══ VORLIEGENDE ANGABEN

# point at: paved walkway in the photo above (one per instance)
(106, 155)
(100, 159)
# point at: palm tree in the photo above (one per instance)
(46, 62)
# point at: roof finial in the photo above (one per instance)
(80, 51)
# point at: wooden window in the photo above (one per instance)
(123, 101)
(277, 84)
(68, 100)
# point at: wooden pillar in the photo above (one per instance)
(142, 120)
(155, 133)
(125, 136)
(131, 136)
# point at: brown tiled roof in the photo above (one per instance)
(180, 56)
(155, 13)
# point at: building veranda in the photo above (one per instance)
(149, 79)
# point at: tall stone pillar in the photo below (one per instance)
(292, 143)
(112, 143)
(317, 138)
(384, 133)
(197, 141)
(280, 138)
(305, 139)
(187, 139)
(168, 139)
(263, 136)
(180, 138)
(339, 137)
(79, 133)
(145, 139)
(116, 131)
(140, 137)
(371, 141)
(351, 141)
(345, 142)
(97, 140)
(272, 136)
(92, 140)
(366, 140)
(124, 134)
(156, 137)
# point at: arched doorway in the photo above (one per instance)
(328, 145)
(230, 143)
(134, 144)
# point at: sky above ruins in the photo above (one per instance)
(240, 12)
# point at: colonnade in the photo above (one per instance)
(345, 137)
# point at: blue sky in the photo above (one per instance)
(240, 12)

════

Kannst du sämtliche Zeilen oben vollständig erneut ausgeben und dabei jede Koordinate in den Klammern mit dem Faktor 1,7 skalieren? Runde dabei auf ganze Zahlen, wobei genau ,5 aufgerundet wird.

# point at: paved walkway in the photo above (one per instance)
(180, 264)
(170, 270)
# point at: palm tree in the photo above (one per instance)
(78, 105)
# point at: roof finial in the photo above (one per instance)
(136, 87)
# point at: wooden window in the photo above (one per instance)
(209, 172)
(471, 143)
(116, 170)
# point at: wooden pillar in the photo above (one per instance)
(241, 204)
(264, 226)
(213, 231)
(223, 231)
# point at: brown tiled roof in the photo above (one per instance)
(306, 95)
(264, 22)
# point at: building veranda in the photo above (one per instance)
(253, 134)
# point at: tall stone pillar in the photo below (one per instance)
(496, 243)
(190, 243)
(539, 235)
(653, 226)
(335, 240)
(476, 235)
(519, 236)
(318, 236)
(286, 236)
(447, 231)
(306, 235)
(576, 233)
(134, 226)
(247, 236)
(197, 223)
(238, 233)
(631, 240)
(597, 240)
(587, 241)
(165, 238)
(462, 231)
(156, 238)
(622, 238)
(211, 228)
(265, 233)
# point at: arched doorway in the photo above (one per instance)
(558, 247)
(391, 243)
(228, 245)
# point at: sky above ruins in the photo above (one per instance)
(408, 20)
# point at: colonnade in the photo above (one per instance)
(587, 233)
# point at: blue sky in the photo above (one per instance)
(408, 20)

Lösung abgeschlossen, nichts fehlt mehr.